EXCERPTED DATA

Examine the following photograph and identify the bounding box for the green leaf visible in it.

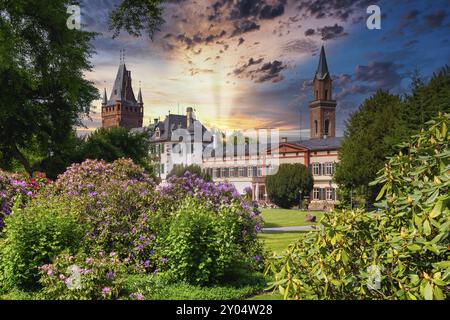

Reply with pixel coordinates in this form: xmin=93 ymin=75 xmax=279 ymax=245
xmin=423 ymin=282 xmax=433 ymax=300
xmin=430 ymin=200 xmax=443 ymax=218
xmin=423 ymin=220 xmax=431 ymax=236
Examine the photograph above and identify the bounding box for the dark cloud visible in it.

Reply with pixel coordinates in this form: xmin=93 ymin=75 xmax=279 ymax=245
xmin=283 ymin=39 xmax=318 ymax=54
xmin=355 ymin=61 xmax=402 ymax=91
xmin=425 ymin=10 xmax=447 ymax=28
xmin=403 ymin=9 xmax=419 ymax=21
xmin=298 ymin=0 xmax=373 ymax=21
xmin=233 ymin=58 xmax=264 ymax=76
xmin=305 ymin=28 xmax=316 ymax=37
xmin=252 ymin=60 xmax=286 ymax=83
xmin=260 ymin=3 xmax=284 ymax=19
xmin=317 ymin=23 xmax=347 ymax=41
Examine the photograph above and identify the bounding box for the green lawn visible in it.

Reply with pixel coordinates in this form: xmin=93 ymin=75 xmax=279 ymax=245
xmin=261 ymin=209 xmax=323 ymax=228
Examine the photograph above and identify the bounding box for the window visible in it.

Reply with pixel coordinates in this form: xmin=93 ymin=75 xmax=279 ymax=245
xmin=325 ymin=162 xmax=334 ymax=176
xmin=312 ymin=163 xmax=321 ymax=176
xmin=325 ymin=119 xmax=330 ymax=136
xmin=325 ymin=188 xmax=334 ymax=201
xmin=313 ymin=188 xmax=320 ymax=200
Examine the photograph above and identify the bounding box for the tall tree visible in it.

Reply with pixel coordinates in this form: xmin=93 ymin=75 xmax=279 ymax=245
xmin=335 ymin=91 xmax=408 ymax=205
xmin=0 ymin=0 xmax=98 ymax=172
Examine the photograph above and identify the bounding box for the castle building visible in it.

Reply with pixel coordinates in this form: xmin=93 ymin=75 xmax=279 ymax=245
xmin=203 ymin=47 xmax=342 ymax=210
xmin=102 ymin=61 xmax=144 ymax=129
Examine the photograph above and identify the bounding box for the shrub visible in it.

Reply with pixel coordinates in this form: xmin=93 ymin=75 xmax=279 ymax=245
xmin=266 ymin=115 xmax=450 ymax=300
xmin=0 ymin=204 xmax=83 ymax=289
xmin=167 ymin=164 xmax=212 ymax=181
xmin=35 ymin=159 xmax=155 ymax=268
xmin=266 ymin=163 xmax=313 ymax=209
xmin=162 ymin=198 xmax=260 ymax=284
xmin=39 ymin=252 xmax=126 ymax=300
xmin=0 ymin=170 xmax=50 ymax=230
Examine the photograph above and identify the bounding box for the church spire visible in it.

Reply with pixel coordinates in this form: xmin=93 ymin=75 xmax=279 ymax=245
xmin=316 ymin=46 xmax=329 ymax=80
xmin=138 ymin=86 xmax=144 ymax=104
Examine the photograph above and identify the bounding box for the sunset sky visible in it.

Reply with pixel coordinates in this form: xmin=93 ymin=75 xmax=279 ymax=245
xmin=82 ymin=0 xmax=450 ymax=136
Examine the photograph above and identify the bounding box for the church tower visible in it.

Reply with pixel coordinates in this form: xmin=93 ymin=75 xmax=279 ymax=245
xmin=309 ymin=46 xmax=336 ymax=139
xmin=102 ymin=58 xmax=144 ymax=129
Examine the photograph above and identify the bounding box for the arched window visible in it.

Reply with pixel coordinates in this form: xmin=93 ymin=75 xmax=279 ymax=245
xmin=325 ymin=119 xmax=330 ymax=136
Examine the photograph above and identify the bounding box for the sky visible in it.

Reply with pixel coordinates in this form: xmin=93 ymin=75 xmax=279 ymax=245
xmin=80 ymin=0 xmax=450 ymax=136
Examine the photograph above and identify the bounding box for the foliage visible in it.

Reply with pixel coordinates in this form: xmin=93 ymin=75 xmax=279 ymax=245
xmin=266 ymin=115 xmax=450 ymax=300
xmin=266 ymin=164 xmax=313 ymax=209
xmin=0 ymin=204 xmax=83 ymax=289
xmin=335 ymin=91 xmax=408 ymax=203
xmin=163 ymin=197 xmax=261 ymax=284
xmin=335 ymin=67 xmax=450 ymax=206
xmin=0 ymin=0 xmax=98 ymax=174
xmin=109 ymin=0 xmax=164 ymax=38
xmin=81 ymin=127 xmax=153 ymax=173
xmin=39 ymin=252 xmax=126 ymax=300
xmin=167 ymin=164 xmax=212 ymax=181
xmin=40 ymin=159 xmax=155 ymax=267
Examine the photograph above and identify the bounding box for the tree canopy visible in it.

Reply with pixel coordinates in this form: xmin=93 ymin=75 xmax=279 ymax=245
xmin=335 ymin=67 xmax=450 ymax=204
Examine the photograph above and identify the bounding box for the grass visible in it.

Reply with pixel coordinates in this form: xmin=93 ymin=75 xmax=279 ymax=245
xmin=261 ymin=209 xmax=323 ymax=228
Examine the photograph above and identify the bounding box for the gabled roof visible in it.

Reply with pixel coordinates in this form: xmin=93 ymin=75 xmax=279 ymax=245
xmin=106 ymin=63 xmax=137 ymax=106
xmin=293 ymin=137 xmax=344 ymax=151
xmin=150 ymin=114 xmax=207 ymax=142
xmin=316 ymin=46 xmax=329 ymax=80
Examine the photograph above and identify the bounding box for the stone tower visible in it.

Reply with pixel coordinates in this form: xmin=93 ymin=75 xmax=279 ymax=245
xmin=309 ymin=46 xmax=336 ymax=139
xmin=102 ymin=61 xmax=144 ymax=129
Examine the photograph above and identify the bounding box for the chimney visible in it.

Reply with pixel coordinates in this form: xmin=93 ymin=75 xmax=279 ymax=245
xmin=186 ymin=107 xmax=194 ymax=129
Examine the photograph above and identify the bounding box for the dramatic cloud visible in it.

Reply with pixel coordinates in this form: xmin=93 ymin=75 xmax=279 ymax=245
xmin=317 ymin=23 xmax=347 ymax=41
xmin=355 ymin=61 xmax=402 ymax=90
xmin=252 ymin=60 xmax=286 ymax=82
xmin=425 ymin=10 xmax=447 ymax=28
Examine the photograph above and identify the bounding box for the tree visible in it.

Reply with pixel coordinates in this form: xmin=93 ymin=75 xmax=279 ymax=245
xmin=109 ymin=0 xmax=164 ymax=38
xmin=335 ymin=67 xmax=450 ymax=205
xmin=78 ymin=127 xmax=153 ymax=173
xmin=0 ymin=0 xmax=99 ymax=173
xmin=266 ymin=163 xmax=313 ymax=208
xmin=168 ymin=164 xmax=211 ymax=181
xmin=335 ymin=91 xmax=408 ymax=205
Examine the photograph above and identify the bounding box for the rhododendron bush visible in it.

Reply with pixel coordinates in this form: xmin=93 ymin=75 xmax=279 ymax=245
xmin=0 ymin=159 xmax=262 ymax=298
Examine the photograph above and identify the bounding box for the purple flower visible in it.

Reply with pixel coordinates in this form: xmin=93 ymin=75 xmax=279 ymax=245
xmin=130 ymin=292 xmax=145 ymax=300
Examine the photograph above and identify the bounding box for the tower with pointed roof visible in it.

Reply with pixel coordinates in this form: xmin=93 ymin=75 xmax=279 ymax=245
xmin=309 ymin=46 xmax=336 ymax=139
xmin=102 ymin=55 xmax=144 ymax=129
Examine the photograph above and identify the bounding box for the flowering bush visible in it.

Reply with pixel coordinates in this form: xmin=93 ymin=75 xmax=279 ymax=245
xmin=37 ymin=159 xmax=159 ymax=268
xmin=0 ymin=202 xmax=83 ymax=289
xmin=0 ymin=170 xmax=51 ymax=230
xmin=39 ymin=251 xmax=125 ymax=300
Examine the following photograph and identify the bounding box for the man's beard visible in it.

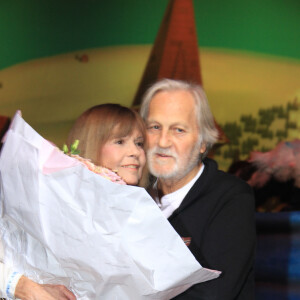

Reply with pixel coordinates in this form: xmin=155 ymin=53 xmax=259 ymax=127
xmin=147 ymin=142 xmax=200 ymax=180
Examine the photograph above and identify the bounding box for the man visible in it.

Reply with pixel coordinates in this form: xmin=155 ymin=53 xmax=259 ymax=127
xmin=141 ymin=79 xmax=255 ymax=300
xmin=0 ymin=262 xmax=76 ymax=300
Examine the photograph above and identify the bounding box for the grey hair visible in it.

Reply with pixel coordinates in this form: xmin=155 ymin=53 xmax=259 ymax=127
xmin=140 ymin=79 xmax=219 ymax=160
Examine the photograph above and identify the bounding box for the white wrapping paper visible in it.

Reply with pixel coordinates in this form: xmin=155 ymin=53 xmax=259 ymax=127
xmin=0 ymin=114 xmax=220 ymax=300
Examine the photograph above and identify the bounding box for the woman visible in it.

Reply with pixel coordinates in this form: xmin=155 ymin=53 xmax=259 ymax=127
xmin=67 ymin=104 xmax=146 ymax=185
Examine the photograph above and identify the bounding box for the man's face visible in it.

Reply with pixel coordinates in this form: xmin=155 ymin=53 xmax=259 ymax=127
xmin=147 ymin=91 xmax=205 ymax=183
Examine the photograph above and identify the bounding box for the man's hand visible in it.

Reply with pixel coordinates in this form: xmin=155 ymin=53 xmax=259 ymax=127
xmin=15 ymin=276 xmax=76 ymax=300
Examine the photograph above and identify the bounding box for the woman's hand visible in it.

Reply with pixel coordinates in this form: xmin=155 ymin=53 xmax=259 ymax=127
xmin=15 ymin=276 xmax=76 ymax=300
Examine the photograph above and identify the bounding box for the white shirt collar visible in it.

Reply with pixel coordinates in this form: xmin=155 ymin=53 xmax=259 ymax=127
xmin=153 ymin=164 xmax=204 ymax=218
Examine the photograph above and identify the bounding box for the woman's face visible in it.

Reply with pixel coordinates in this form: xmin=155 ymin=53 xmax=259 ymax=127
xmin=100 ymin=129 xmax=146 ymax=185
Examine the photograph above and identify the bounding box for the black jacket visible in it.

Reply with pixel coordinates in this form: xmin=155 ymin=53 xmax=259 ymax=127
xmin=169 ymin=159 xmax=256 ymax=300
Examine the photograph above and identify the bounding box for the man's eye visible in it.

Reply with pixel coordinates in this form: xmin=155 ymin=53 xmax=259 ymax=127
xmin=148 ymin=125 xmax=160 ymax=130
xmin=136 ymin=142 xmax=144 ymax=148
xmin=115 ymin=140 xmax=124 ymax=145
xmin=174 ymin=128 xmax=184 ymax=133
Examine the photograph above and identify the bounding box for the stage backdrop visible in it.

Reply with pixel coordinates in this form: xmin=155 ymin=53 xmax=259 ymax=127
xmin=0 ymin=0 xmax=300 ymax=169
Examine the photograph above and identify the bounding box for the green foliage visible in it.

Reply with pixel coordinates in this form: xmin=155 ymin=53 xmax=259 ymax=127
xmin=62 ymin=140 xmax=80 ymax=155
xmin=258 ymin=108 xmax=275 ymax=126
xmin=215 ymin=99 xmax=300 ymax=160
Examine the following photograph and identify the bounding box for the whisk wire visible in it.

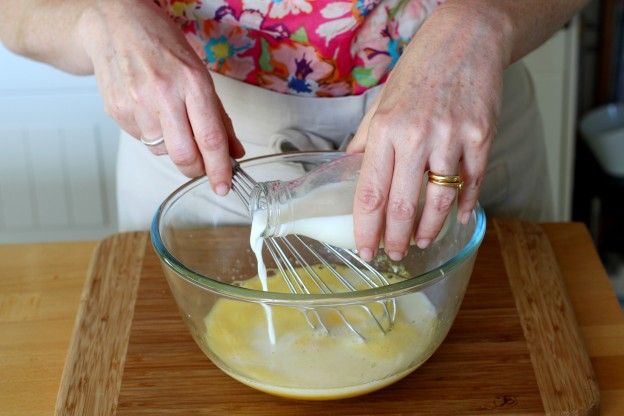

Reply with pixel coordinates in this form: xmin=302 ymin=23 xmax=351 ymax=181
xmin=232 ymin=160 xmax=397 ymax=341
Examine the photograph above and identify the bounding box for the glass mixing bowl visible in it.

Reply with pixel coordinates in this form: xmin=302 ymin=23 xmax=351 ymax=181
xmin=151 ymin=152 xmax=485 ymax=400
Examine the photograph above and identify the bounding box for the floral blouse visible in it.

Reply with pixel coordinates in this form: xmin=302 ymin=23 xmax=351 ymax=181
xmin=157 ymin=0 xmax=444 ymax=97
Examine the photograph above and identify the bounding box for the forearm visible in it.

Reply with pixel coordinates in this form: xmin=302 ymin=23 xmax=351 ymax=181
xmin=435 ymin=0 xmax=589 ymax=66
xmin=0 ymin=0 xmax=96 ymax=74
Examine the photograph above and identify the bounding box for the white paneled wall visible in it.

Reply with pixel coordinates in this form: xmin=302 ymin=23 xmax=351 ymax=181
xmin=524 ymin=18 xmax=579 ymax=221
xmin=0 ymin=22 xmax=576 ymax=243
xmin=0 ymin=47 xmax=119 ymax=243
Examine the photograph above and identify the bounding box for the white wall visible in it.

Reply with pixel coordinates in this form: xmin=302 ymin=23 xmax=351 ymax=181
xmin=0 ymin=25 xmax=577 ymax=243
xmin=0 ymin=45 xmax=119 ymax=243
xmin=524 ymin=19 xmax=579 ymax=221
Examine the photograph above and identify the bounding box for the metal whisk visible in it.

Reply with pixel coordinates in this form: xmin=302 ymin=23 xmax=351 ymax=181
xmin=232 ymin=160 xmax=397 ymax=341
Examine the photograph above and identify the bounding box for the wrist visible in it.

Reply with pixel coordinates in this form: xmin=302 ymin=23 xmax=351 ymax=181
xmin=430 ymin=0 xmax=515 ymax=69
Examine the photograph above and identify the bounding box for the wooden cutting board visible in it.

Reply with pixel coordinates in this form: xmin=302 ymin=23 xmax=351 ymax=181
xmin=56 ymin=220 xmax=599 ymax=416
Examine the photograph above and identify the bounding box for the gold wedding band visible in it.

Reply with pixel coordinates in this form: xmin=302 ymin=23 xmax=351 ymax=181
xmin=141 ymin=136 xmax=165 ymax=147
xmin=427 ymin=171 xmax=464 ymax=191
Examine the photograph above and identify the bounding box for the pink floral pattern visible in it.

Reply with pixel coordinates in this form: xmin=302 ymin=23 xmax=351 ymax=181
xmin=158 ymin=0 xmax=444 ymax=97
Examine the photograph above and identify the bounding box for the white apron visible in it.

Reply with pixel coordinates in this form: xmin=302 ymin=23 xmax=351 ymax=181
xmin=117 ymin=62 xmax=552 ymax=231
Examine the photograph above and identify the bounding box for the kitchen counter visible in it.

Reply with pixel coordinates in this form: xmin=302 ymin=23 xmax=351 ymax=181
xmin=0 ymin=223 xmax=624 ymax=415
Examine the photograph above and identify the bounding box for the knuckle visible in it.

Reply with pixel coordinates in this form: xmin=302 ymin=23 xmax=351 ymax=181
xmin=369 ymin=111 xmax=396 ymax=136
xmin=151 ymin=74 xmax=173 ymax=97
xmin=388 ymin=199 xmax=416 ymax=221
xmin=169 ymin=147 xmax=197 ymax=167
xmin=464 ymin=172 xmax=485 ymax=192
xmin=465 ymin=119 xmax=496 ymax=148
xmin=357 ymin=186 xmax=385 ymax=213
xmin=195 ymin=130 xmax=227 ymax=152
xmin=384 ymin=237 xmax=407 ymax=251
xmin=206 ymin=164 xmax=232 ymax=182
xmin=432 ymin=192 xmax=455 ymax=213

PROMPT
Express the data from its start through the line containing "xmin=313 ymin=188 xmax=320 ymax=200" as a numbered list, with blank lines omitted and the pictures left out.

SOLUTION
1. Examine the following photograph and identify the bounding box for the green leaf visible in it.
2. Reply with pixel coordinates in this form: xmin=93 ymin=75 xmax=279 ymax=245
3. xmin=423 ymin=282 xmax=433 ymax=300
4. xmin=430 ymin=200 xmax=443 ymax=218
5. xmin=423 ymin=220 xmax=431 ymax=236
6. Examine the photograph above and identify the bounding box for the dark cloud visible in it.
7. Reply with pixel coordinates in this form: xmin=93 ymin=75 xmax=279 ymax=245
8. xmin=283 ymin=39 xmax=318 ymax=54
9. xmin=355 ymin=61 xmax=402 ymax=91
10. xmin=425 ymin=10 xmax=447 ymax=28
11. xmin=403 ymin=9 xmax=419 ymax=21
12. xmin=298 ymin=0 xmax=373 ymax=21
13. xmin=233 ymin=58 xmax=264 ymax=76
14. xmin=305 ymin=28 xmax=316 ymax=37
15. xmin=252 ymin=60 xmax=286 ymax=83
16. xmin=260 ymin=3 xmax=284 ymax=19
17. xmin=317 ymin=23 xmax=347 ymax=41
18. Examine the photograph above and identify the bounding box for the green lawn visible in it.
19. Reply with pixel coordinates in this form: xmin=93 ymin=75 xmax=279 ymax=245
20. xmin=261 ymin=209 xmax=323 ymax=228
21. Examine the photograph above and identify the bounding box for the window visible in it.
22. Reply with pixel coordinates in this form: xmin=93 ymin=75 xmax=279 ymax=245
23. xmin=325 ymin=162 xmax=334 ymax=176
24. xmin=312 ymin=163 xmax=321 ymax=176
25. xmin=325 ymin=119 xmax=330 ymax=136
26. xmin=325 ymin=188 xmax=334 ymax=201
27. xmin=313 ymin=188 xmax=320 ymax=200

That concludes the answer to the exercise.